Odisséia à moda americana
Os irmãos Coen, de Fargo, baseiam-se no poema de Homero para fazer uma comédia
Os irmãos americanos Joel e Ethan Coen adoram pregar peças na platéia. Em seus filmes é comum haver defuntos que não morreram direito, personagens que confundem a imaginação com a realidade e ângulos de câmara tão estranhos que a gravidade parece ter sido virada pelo avesso. Em Fargo, de 1996, eles foram ainda mais longe. Joel e Ethan garantiam que a trama – sobre um assassinato nas planícies geladas do Estado de Dakota do Norte – se baseava num fato verídico, quando ela não passava da mais completa ficção (ótima ficção, aliás, premiada com o Oscar de roteiro). Por isso é impossível não desconfiar quando, na abertura de E Aí, Meu Irmão, Cadê Você?, eles dizem que seu filme se inspira na Odisséia do poeta grego Homero. Pasmem: é a mais pura verdade.
Na nova comédia, George Clooney é Everett Ulysses McGill, um salafrário bom de papo, que adora brilhantina e usa um bigodinho idêntico ao do astro Clark Gable. Em plena Depressão dos anos 30, ele escapa da prisão juntamente com dois sujeitos meio aparvalhados (os excelentes John Turturro e Tim Blake Nelson) e põe-se a procurar um tesouro que teria enterrado antes de ir para trás das grades. Mal os amigos caem na estrada, encontram um velho cego que profetiza que o trio irá viver grandes aventuras. O oráculo é uma versão disfarçada de Tirésias, que anunciava destino semelhante para Ulisses na Odisséia.

● ● ●

▶ Tarefas:
a: No artigo, qual ator interpreta Everett Ulysses McGill?
b: Conte as linhas da listagem em que aparece a sequência "orange", diferenciando maiúsculas de minúsculas, e informe só o número.
O artigo e a listagem têm origens diferentes.

▶ Dados fornecidos:
● ● ●

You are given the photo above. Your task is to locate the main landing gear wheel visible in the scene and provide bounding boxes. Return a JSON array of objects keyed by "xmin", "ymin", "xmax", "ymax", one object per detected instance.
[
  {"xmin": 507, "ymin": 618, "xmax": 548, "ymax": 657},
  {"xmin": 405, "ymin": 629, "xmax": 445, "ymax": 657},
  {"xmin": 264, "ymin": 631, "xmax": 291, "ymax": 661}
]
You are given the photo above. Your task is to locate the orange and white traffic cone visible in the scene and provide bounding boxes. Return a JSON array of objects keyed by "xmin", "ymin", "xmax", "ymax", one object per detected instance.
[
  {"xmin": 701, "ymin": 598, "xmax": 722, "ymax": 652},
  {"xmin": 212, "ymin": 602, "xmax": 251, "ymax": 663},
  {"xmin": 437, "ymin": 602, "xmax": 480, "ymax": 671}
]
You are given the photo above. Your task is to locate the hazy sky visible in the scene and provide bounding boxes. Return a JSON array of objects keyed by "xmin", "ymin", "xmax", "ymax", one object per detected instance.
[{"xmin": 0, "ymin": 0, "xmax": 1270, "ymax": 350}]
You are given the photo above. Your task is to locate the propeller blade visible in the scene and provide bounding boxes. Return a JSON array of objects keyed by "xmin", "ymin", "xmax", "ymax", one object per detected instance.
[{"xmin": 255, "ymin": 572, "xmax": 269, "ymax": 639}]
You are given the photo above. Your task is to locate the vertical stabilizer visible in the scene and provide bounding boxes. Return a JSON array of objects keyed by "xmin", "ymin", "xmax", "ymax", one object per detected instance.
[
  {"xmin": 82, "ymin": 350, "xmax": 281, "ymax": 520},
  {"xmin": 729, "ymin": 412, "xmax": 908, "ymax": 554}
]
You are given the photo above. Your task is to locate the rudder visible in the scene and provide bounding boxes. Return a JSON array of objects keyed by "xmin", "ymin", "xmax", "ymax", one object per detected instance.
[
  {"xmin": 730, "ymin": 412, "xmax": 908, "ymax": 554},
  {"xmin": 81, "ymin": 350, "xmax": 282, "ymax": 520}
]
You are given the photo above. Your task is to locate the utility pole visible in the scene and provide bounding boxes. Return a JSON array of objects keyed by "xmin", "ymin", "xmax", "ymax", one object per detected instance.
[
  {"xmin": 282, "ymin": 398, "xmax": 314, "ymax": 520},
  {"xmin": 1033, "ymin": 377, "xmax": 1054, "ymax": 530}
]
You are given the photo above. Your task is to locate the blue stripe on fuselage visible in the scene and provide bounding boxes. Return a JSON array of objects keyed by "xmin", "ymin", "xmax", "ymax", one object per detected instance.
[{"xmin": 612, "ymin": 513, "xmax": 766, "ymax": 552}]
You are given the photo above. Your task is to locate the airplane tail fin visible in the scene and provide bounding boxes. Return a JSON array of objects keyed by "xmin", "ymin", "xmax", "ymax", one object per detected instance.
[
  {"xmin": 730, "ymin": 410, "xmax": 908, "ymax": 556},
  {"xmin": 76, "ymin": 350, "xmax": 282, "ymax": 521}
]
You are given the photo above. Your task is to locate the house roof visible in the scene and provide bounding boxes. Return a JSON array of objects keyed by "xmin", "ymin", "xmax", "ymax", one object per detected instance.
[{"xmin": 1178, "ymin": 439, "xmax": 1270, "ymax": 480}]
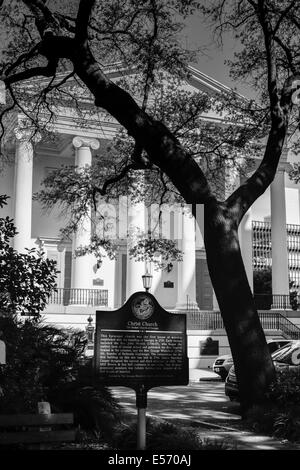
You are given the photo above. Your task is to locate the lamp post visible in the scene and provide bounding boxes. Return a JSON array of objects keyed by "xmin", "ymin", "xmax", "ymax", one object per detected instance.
[{"xmin": 142, "ymin": 271, "xmax": 153, "ymax": 292}]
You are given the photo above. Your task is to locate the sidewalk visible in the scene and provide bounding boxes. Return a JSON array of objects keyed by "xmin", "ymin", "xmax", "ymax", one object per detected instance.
[
  {"xmin": 189, "ymin": 368, "xmax": 222, "ymax": 383},
  {"xmin": 112, "ymin": 369, "xmax": 300, "ymax": 450}
]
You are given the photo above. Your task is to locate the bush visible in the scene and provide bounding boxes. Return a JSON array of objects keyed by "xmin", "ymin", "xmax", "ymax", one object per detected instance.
[
  {"xmin": 112, "ymin": 418, "xmax": 234, "ymax": 451},
  {"xmin": 267, "ymin": 369, "xmax": 300, "ymax": 407},
  {"xmin": 245, "ymin": 369, "xmax": 300, "ymax": 441},
  {"xmin": 0, "ymin": 317, "xmax": 119, "ymax": 434}
]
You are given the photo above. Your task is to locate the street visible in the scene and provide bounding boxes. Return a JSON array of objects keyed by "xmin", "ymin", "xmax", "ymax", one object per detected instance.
[{"xmin": 112, "ymin": 381, "xmax": 240, "ymax": 426}]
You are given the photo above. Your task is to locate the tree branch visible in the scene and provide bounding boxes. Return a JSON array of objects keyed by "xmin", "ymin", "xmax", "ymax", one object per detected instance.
[
  {"xmin": 75, "ymin": 0, "xmax": 95, "ymax": 43},
  {"xmin": 226, "ymin": 75, "xmax": 300, "ymax": 222}
]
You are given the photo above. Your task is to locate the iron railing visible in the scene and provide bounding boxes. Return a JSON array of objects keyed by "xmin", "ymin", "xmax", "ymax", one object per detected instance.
[
  {"xmin": 49, "ymin": 288, "xmax": 108, "ymax": 307},
  {"xmin": 174, "ymin": 309, "xmax": 300, "ymax": 339},
  {"xmin": 254, "ymin": 294, "xmax": 292, "ymax": 310}
]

● ● ●

▶ Respostas:
a: George Clooney.

b: 1